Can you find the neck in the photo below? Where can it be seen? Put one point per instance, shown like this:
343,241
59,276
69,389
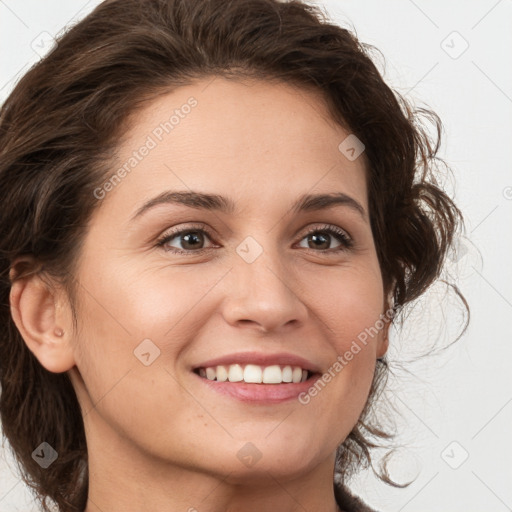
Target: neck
124,477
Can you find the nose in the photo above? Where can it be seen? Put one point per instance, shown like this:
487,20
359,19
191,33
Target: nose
263,294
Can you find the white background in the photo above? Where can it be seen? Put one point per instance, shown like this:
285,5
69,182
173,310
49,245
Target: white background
458,403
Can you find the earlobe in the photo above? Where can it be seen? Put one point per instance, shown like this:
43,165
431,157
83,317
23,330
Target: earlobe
39,319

————————

Could you reproduce every one of the lines above verbatim, leaving out the picture?

Output:
Can you find the neck in the photo below? Where can it be seen? Put one point per instance, shown like this:
343,241
59,276
69,389
Target: neck
124,477
Can you find the nose in the photo above? Where can it be seen? Put one point per instance, shown like this:
487,20
359,19
191,33
Target: nose
263,294
Can you find the white background in the photo above? Where can it be seen? Put one point per instance, shown like this:
285,5
69,182
173,310
49,245
Target: white background
458,403
Can you find the earlobe in the photo above? Where can it be seen? Put one point per instance, shown like this:
43,165
431,157
83,317
23,330
Target: earlobe
39,319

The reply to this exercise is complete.